■ EXTRACTED TEXT ■
/---

Bristol CEO touts successful biopharma blitz after big hep C play

Bristol-Myers Squibb ($BMY) mounted an enviable makeover from a diversified company to a biopharma force over the past several years, with the famed "String of Pearls" strategy advanced to buy biotechs that brought BMS new drugs and science. Bristol-Myers CEO Lamberto Andreotti told folks in San Francisco on Tuesday that his company is sticking to the dealmaking model to fuel further growth, The Associated Press reported.

Biotech dealmakers and analysts have cheered the buyout strategy. Bristol-Myers has been one of the most active acquirers of biotechs around and doubled down this week with plans to scoop up hepatitis C drug developer Inhibitex ($INHX) for $2.5 billion. While gobbling up biotechs including Medarex (developer of Yervoy) and Adnexus Therapeutics over the past 5 years, Bristol-Myers' stock has outperformed those of companies that have stayed diversified with nonbiopharma businesses such as Merck ($MRK) and Pfizer ($PFE).

"Diversification can take many forms. We have not felt the need to diversify into OTC or generics or diagnostics," Andreotti said during the J.P. Morgan Healthcare Conference in San Francisco, as quoted by the AP. He also noted: "Business development remains our top priority."

\---

■ ACTIVITY LIST ■
[a] Reproduce the part of the Bristol-Myers Squibb article between "Bristol CEO touts" and "Associated Press reported.", inclusive.
[b] For each statement below, say whether the Bristol-Myers Squibb article agrees with it. Answer yes or no and quote the words of the article that decide it. (i) Bristol-Myers plans to buy Inhibitex for $2.5 billion. (ii) Andreotti said the company has felt the need to diversify into generics. (iii) Andreotti spoke at the J.P. Morgan Healthcare Conference in New York.

[Region pointing data]
/---

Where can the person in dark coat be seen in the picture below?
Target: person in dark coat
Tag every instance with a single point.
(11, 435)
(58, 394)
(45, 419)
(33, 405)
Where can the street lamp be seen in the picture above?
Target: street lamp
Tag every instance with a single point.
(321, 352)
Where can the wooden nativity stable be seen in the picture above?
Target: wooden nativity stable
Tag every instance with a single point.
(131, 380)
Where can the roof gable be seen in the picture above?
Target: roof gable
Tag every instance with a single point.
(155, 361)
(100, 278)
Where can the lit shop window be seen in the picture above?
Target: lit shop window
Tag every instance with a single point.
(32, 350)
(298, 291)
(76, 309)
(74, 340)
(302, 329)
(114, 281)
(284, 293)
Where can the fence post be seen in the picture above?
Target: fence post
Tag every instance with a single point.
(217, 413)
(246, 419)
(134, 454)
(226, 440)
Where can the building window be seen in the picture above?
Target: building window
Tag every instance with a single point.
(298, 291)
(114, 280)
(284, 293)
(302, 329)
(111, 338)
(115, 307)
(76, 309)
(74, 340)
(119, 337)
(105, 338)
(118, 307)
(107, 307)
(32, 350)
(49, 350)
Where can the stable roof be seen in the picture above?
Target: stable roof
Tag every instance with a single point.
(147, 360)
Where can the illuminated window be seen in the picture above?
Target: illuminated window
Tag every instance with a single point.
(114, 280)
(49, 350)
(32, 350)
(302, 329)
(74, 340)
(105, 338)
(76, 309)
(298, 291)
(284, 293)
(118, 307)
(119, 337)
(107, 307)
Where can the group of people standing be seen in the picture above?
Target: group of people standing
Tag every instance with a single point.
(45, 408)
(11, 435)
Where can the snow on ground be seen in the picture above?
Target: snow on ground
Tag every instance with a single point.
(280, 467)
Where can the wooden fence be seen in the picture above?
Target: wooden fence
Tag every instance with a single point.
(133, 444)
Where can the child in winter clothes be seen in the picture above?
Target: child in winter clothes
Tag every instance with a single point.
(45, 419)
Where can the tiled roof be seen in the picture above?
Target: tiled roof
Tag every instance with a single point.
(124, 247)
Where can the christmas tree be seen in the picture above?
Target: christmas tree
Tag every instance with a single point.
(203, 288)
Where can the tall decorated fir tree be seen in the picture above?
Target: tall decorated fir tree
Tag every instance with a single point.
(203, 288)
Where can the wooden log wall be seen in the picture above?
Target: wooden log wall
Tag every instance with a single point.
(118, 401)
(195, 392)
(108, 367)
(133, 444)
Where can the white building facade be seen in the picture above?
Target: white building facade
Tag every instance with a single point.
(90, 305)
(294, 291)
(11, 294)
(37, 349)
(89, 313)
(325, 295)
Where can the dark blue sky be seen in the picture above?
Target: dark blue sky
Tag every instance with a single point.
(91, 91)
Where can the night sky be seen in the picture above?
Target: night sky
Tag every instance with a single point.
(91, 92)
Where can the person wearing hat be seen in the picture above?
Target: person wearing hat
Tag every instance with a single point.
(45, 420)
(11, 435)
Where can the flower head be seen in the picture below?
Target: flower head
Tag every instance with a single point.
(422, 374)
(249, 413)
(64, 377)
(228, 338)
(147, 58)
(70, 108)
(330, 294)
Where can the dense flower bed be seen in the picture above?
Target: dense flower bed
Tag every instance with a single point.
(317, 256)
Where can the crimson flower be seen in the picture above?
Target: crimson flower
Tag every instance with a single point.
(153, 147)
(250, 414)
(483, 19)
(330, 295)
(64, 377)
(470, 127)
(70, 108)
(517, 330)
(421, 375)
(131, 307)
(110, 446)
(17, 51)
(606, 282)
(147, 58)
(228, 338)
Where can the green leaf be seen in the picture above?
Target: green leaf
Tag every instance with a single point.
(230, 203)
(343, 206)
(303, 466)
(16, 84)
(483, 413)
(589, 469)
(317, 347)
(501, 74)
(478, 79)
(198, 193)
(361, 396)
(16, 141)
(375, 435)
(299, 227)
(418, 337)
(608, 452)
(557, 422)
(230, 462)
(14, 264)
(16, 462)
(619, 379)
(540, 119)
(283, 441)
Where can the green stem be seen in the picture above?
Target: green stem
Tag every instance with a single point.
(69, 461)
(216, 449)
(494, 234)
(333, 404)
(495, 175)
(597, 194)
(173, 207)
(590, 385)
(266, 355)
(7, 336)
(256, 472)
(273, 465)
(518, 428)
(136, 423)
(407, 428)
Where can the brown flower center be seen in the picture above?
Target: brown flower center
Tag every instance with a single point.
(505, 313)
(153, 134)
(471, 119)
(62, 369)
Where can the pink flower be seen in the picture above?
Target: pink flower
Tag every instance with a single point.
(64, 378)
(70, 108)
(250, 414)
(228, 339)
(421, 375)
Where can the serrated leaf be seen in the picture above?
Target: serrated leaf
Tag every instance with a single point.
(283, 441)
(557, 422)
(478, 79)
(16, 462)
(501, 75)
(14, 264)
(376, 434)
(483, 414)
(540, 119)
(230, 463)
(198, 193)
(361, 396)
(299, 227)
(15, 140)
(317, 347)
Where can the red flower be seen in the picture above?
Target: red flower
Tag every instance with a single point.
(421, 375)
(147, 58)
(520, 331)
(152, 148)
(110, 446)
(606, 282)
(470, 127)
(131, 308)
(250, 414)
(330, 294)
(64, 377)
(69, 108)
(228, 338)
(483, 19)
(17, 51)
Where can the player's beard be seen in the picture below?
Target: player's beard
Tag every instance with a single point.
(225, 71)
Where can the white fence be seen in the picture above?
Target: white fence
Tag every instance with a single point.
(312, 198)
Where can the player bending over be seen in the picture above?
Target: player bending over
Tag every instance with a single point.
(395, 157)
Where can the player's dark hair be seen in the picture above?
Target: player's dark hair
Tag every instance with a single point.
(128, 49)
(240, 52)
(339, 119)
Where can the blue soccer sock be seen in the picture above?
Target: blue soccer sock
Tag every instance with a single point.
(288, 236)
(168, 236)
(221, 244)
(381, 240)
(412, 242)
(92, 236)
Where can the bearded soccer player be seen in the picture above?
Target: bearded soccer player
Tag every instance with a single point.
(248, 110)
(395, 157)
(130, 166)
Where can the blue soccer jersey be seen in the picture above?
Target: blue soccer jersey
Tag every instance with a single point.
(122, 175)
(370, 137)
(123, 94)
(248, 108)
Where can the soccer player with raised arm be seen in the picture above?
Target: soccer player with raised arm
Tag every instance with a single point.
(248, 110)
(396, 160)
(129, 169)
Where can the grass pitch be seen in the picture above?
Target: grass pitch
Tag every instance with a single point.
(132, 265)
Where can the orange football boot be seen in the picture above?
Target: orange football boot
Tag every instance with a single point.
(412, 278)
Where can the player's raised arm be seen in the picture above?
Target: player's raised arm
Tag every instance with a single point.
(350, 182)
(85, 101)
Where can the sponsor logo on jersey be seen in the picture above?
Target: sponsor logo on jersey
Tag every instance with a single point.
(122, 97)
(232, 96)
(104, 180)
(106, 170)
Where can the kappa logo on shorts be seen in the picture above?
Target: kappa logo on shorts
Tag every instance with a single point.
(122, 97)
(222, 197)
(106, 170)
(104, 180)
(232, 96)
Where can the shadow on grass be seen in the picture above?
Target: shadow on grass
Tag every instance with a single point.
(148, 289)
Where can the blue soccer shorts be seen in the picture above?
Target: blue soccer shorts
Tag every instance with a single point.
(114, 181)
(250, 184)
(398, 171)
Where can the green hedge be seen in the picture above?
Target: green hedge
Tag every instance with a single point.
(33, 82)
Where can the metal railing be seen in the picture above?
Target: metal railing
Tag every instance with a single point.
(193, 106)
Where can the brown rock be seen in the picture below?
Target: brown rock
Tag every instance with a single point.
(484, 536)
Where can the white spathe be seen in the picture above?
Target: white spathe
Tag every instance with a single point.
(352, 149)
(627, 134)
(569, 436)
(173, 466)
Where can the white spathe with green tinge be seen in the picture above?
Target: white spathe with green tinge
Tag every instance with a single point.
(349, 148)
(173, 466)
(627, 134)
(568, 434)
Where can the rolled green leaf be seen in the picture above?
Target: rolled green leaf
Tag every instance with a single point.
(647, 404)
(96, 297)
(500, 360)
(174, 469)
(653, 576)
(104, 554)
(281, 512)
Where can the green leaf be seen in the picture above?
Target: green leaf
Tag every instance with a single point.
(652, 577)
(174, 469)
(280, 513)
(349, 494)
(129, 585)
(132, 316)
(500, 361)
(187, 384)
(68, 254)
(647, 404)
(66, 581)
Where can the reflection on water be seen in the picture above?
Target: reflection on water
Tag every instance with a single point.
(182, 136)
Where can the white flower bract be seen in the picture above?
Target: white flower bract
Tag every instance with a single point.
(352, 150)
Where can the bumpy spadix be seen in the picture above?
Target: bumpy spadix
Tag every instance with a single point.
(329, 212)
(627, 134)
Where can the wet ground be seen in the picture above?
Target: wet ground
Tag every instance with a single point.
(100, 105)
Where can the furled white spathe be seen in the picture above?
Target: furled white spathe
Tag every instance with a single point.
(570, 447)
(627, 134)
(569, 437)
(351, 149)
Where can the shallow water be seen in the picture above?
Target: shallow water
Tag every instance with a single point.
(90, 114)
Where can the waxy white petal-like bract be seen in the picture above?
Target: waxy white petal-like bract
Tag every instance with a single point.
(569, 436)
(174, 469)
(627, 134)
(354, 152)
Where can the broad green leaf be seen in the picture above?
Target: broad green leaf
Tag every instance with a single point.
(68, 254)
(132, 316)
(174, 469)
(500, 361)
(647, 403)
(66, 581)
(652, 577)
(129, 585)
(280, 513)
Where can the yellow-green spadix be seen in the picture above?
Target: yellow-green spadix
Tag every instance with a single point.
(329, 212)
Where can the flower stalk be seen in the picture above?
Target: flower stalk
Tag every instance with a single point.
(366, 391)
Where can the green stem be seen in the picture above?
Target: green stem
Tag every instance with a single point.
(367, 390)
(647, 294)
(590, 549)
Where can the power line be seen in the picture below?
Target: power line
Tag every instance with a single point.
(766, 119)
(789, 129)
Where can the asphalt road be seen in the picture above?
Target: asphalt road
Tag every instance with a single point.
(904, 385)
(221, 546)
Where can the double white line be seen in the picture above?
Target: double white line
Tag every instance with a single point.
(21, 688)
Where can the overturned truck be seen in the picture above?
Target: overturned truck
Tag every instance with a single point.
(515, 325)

\---

■ OUTPUTS BY TASK ■
[a]
Bristol CEO touts successful biopharma blitz after big hep C play

Bristol-Myers Squibb ($BMY) mounted an enviable makeover from a diversified company to a biopharma force over the past several years, with the famed "String of Pearls" strategy advanced to buy biotechs that brought BMS new drugs and science. Bristol-Myers CEO Lamberto Andreotti told folks in San Francisco on Tuesday that his company is sticking to the dealmaking model to fuel further growth, The Associated Press reported.

[b]
(i) Yes: "plans to scoop up hepatitis C drug developer Inhibitex ($INHX) for $2.5 billion"
(ii) No: "We have not felt the need to diversify into OTC or generics or diagnostics"
(iii) No: "during the J.P. Morgan Healthcare Conference in San Francisco"